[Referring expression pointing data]
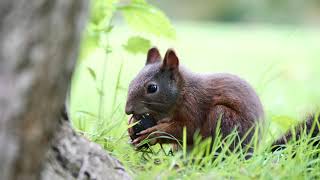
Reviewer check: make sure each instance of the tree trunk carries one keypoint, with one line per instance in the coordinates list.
(39, 41)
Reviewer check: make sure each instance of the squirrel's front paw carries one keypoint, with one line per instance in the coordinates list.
(151, 135)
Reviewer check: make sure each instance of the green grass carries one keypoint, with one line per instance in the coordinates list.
(281, 62)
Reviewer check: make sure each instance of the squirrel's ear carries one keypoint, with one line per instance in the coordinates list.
(171, 61)
(153, 56)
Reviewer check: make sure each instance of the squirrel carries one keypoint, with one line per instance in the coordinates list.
(176, 98)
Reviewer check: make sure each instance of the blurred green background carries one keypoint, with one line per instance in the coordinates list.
(273, 44)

• WORK ORDER
Please retype, without any change, the line containing "Reviewer check: make sure each instance of the squirrel carries" and every line after it to the end of the entries above, and only those.

• WRITTEN ANSWER
Reviewer check: make sure each instance of the squirrel carries one keypoint, with one line per instance in the coordinates list.
(176, 98)
Reviewer check: make sure each instance of the blurred green background carries one keypoint, with one line per instance in the coordinates list.
(273, 44)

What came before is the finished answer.